> **Source passage**

┌──

Tar...dun...ni (Cuneiform: , tar...dun...ni, or Tar…ni, …birini, …irpirin) son of Ikki (also reads Ikkibshakhmat, or Ikkipshakhmat; ), was a king, prince, ruler, or high-ranking official of the Zagros mountains area. Although "Tardunni" is the way his name has been traditionally deciphered, he may have been called differently: it has been proposed that he was rather called Lisir Pirini, son of Ikkid Samad.

He is mainly known from a rock relief discovered in the valley of the Diyala river, in the Belula Pass, near the Lake of Darbandikhan, on the Horen Shekhan mountain (Kurdish: هۆرێن و شێخان; Arabic هورين- شيخان), in the extreme northeast of Iraq, near the border with Iran.

└──

> **Required work**
a – What titles or ranks does the Tardunni passage say he may have held? List them all.
b – According to the Tardunni passage, what name has been proposed as his actual name?

> **Provided records**
┌──

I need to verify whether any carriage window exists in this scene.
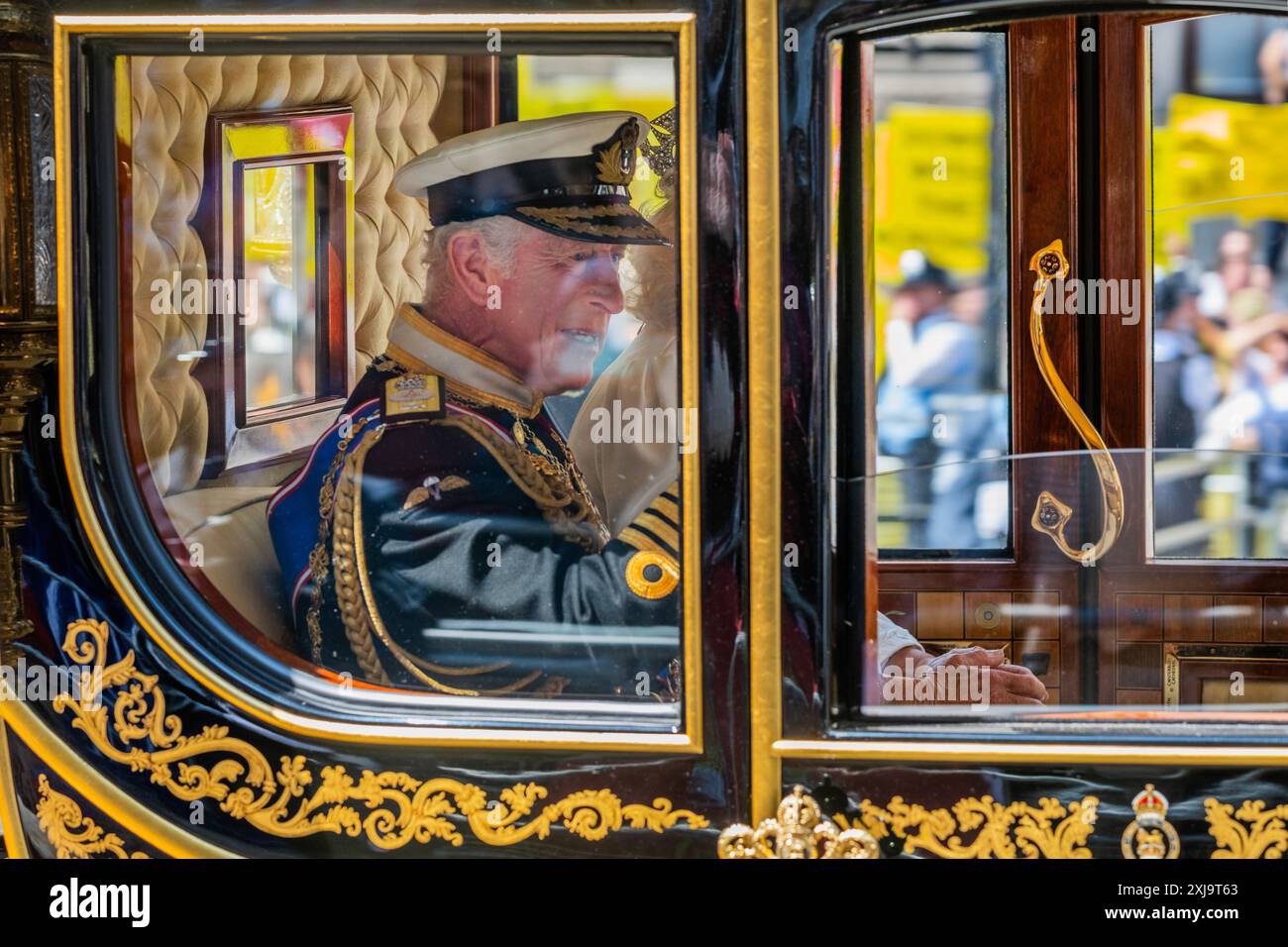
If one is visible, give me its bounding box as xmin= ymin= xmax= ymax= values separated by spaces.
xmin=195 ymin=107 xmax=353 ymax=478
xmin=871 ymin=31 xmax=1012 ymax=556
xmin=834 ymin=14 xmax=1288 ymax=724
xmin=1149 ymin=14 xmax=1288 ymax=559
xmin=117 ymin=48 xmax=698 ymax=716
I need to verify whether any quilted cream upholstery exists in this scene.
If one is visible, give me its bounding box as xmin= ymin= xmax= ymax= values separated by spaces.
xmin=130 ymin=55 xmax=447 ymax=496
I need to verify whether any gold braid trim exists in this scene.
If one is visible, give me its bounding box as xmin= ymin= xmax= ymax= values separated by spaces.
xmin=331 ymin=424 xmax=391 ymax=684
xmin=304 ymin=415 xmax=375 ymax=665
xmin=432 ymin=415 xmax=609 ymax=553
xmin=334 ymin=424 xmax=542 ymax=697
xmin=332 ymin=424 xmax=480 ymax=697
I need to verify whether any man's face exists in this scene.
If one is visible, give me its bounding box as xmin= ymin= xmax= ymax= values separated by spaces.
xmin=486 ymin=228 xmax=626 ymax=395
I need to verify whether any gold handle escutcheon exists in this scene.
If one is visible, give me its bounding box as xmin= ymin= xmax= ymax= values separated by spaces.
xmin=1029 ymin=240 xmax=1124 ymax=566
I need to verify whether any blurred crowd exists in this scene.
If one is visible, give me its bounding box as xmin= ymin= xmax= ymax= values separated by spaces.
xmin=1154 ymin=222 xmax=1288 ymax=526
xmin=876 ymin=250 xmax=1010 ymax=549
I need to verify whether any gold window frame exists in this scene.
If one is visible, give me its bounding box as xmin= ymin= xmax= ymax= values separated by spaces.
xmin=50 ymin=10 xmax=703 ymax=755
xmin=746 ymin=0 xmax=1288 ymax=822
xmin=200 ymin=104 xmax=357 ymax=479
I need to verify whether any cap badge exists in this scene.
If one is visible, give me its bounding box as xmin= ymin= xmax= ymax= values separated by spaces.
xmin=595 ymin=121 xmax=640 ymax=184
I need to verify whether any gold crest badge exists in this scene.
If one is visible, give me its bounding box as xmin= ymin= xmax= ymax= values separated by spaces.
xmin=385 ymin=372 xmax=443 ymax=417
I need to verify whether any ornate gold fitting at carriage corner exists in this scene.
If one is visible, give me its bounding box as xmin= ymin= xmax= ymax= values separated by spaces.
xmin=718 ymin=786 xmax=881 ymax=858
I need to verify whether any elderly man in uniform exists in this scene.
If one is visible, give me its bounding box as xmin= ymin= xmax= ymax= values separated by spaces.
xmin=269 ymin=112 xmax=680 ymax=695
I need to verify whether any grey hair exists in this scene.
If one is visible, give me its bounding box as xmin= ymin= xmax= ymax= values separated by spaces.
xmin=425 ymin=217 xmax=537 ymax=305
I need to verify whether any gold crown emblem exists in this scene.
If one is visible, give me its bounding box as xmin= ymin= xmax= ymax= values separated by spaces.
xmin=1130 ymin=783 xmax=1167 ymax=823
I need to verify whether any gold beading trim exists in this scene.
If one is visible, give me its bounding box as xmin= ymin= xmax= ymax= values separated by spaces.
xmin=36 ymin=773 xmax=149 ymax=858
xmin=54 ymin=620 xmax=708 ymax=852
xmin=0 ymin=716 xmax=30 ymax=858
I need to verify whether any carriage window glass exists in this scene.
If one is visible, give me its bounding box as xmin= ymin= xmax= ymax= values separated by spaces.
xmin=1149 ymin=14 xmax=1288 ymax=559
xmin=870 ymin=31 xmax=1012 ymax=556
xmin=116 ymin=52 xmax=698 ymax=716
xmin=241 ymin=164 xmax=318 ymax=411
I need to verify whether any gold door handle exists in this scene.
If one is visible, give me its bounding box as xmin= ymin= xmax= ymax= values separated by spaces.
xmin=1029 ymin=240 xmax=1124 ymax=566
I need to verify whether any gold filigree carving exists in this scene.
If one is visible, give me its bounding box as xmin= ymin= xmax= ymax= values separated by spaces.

└──

> **Solved tasks**
a – king, prince, ruler, high-ranking official

b – Lisir Pirini, son of Ikkid Samad.